▶ _TASK DESCRIPTION_
From first line to last, copy the listing exactly and omit its pictures.

─── PROVIDED MATERIAL ───

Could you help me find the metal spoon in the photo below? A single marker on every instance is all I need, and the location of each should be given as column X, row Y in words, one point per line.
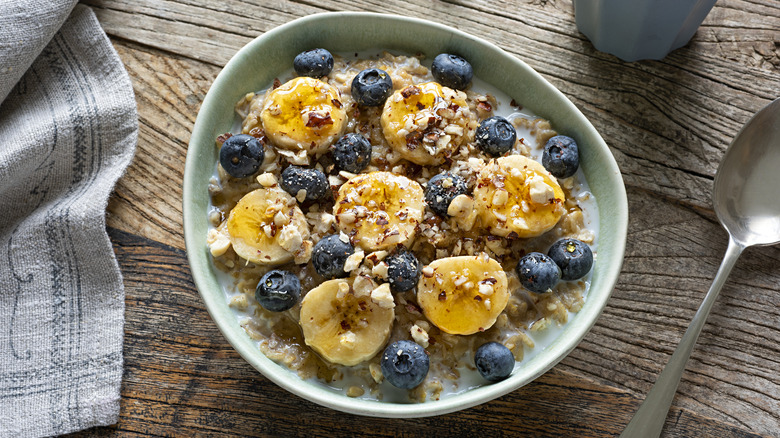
column 747, row 203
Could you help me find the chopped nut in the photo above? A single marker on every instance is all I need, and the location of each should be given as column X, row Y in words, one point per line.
column 290, row 238
column 419, row 335
column 539, row 191
column 218, row 242
column 353, row 261
column 363, row 286
column 303, row 254
column 380, row 270
column 500, row 197
column 383, row 297
column 281, row 219
column 266, row 179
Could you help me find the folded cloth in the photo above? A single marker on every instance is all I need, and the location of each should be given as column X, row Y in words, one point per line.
column 68, row 126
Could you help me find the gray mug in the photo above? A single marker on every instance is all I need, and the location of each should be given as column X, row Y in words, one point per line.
column 640, row 29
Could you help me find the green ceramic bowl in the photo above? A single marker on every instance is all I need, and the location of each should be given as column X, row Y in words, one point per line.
column 259, row 62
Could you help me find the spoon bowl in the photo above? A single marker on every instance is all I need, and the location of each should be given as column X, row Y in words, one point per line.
column 746, row 201
column 746, row 183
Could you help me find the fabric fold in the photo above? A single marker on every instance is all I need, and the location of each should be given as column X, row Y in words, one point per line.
column 69, row 128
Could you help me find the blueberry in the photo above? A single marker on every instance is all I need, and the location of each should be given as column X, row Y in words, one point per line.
column 329, row 256
column 371, row 87
column 537, row 272
column 352, row 153
column 295, row 179
column 314, row 63
column 573, row 257
column 241, row 155
column 404, row 364
column 403, row 270
column 494, row 361
column 561, row 156
column 452, row 71
column 278, row 290
column 495, row 136
column 441, row 190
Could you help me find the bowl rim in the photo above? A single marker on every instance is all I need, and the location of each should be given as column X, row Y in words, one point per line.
column 198, row 255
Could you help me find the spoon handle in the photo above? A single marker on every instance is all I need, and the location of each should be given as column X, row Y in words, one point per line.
column 651, row 416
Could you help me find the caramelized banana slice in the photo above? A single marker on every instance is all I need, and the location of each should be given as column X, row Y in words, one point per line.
column 379, row 210
column 304, row 114
column 427, row 123
column 266, row 227
column 515, row 194
column 463, row 295
column 345, row 328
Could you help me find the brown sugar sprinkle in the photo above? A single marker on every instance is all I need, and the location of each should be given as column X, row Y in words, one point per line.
column 410, row 91
column 413, row 139
column 413, row 308
column 317, row 120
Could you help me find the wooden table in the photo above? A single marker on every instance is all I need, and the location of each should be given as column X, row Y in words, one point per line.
column 667, row 123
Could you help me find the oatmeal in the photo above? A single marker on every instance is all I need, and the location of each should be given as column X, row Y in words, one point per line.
column 395, row 214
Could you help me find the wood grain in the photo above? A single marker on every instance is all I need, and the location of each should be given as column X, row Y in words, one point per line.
column 183, row 379
column 667, row 123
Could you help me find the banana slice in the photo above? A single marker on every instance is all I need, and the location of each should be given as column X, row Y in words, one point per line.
column 345, row 328
column 304, row 114
column 266, row 227
column 379, row 210
column 427, row 123
column 463, row 295
column 516, row 194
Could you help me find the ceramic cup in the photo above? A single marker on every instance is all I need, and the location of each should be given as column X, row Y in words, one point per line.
column 634, row 30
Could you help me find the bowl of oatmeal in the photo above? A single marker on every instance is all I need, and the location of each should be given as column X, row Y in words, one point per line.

───

▶ _ANSWER SPACE_
Could you help me find the metal spoon in the photo below? A single marker on every instance is all I need, and the location of each should be given as column X, row Y in words, one point per line.
column 747, row 203
Could you help me find the chopped nut in the photo above? A single marker on every instance is all I need, and the location of each should be given as column X, row Y in words, one point per line.
column 290, row 238
column 419, row 335
column 539, row 191
column 218, row 242
column 353, row 261
column 363, row 286
column 303, row 254
column 380, row 270
column 500, row 197
column 383, row 297
column 281, row 219
column 266, row 179
Could you help me find the folded cloth in the photo above? A single marker on every instance is all I need, and the location of each should be given as column X, row Y in words, one point per line.
column 68, row 126
Could you help me find the gray mug in the photo above? A single marker on every instance is all I need, and the location of each should be given as column X, row Y in words, one point per line.
column 640, row 29
Could you help me find the green ceramic bowl in the photo above? A single marker on every instance is all I need, and the location of each should be given as column X, row Y in words, one point per line.
column 259, row 62
Could you help me find the spoon bowl in the photo above? A single marker on every instance is all I need, and the location of each should be given as column X, row Y in words, one point per line.
column 746, row 201
column 746, row 183
Could you help me find the fabric fold in the photo above? A single marker on every instance is all I need, and the location of each should be given as column X, row Y in words, one point per line.
column 69, row 128
Could you help me find the blueberry in the photo above? A single marker on every instance is all I need, and the location of each should be given as column X, row Y in words, one point per line.
column 329, row 256
column 371, row 87
column 537, row 272
column 352, row 153
column 295, row 179
column 314, row 63
column 573, row 257
column 241, row 155
column 404, row 364
column 403, row 270
column 494, row 361
column 561, row 156
column 452, row 71
column 278, row 290
column 495, row 136
column 441, row 190
Could you help me find the bowl rim in the photo above? A single marker on every instance is all I need, and the location of each should be given as column X, row Y in words, one point per line.
column 198, row 255
Could you help me find the spoon handle in the photo above? A single marker on every instance is all I need, and the location of each should be given as column X, row Y in words, one point per line.
column 651, row 416
Could you help me find the caramelized banana slice in the photo above? A single marker on every instance is all I need, and the location of each should be given as column X, row Y in words, one point per line.
column 379, row 210
column 304, row 114
column 427, row 123
column 266, row 227
column 515, row 194
column 463, row 295
column 345, row 328
Could you help me find the brown sugar sprinkle in the photo above? A single marker on every instance is all I need, and the location of each should be given as column X, row Y in words, one point per line.
column 410, row 91
column 413, row 139
column 413, row 308
column 317, row 120
Could you help me find the wooden table in the photo above? A single marker on every instance is all I need, and the location of each should be given as column X, row Y in words, one point per line.
column 667, row 123
Could you help me find the oatmeal in the photo above? A single marker on every instance is all I need, and the location of each should be given as column X, row Y in words, one point per line.
column 395, row 214
Could you help me find the wood grain in the photo above? A single marker on every instance is all I need, and the location of each should be given as column X, row Y in words, one point per line.
column 183, row 379
column 667, row 123
Could you help me find the banana slice in the photo above? A single marker on every instance is all I need, and the location of each should be given as column X, row Y in words, one point per line.
column 345, row 328
column 304, row 114
column 266, row 227
column 379, row 210
column 427, row 123
column 463, row 295
column 516, row 194
Could you help me find the ceramic cup in the photo above? A single marker on every instance is all I need, and the location of each should be given as column X, row Y in words, one point per line.
column 634, row 30
Could you help me find the bowl of oatmeal in the photo above? A single marker on every instance is all I need, and the location of each should be given as column X, row Y in words, one point per line.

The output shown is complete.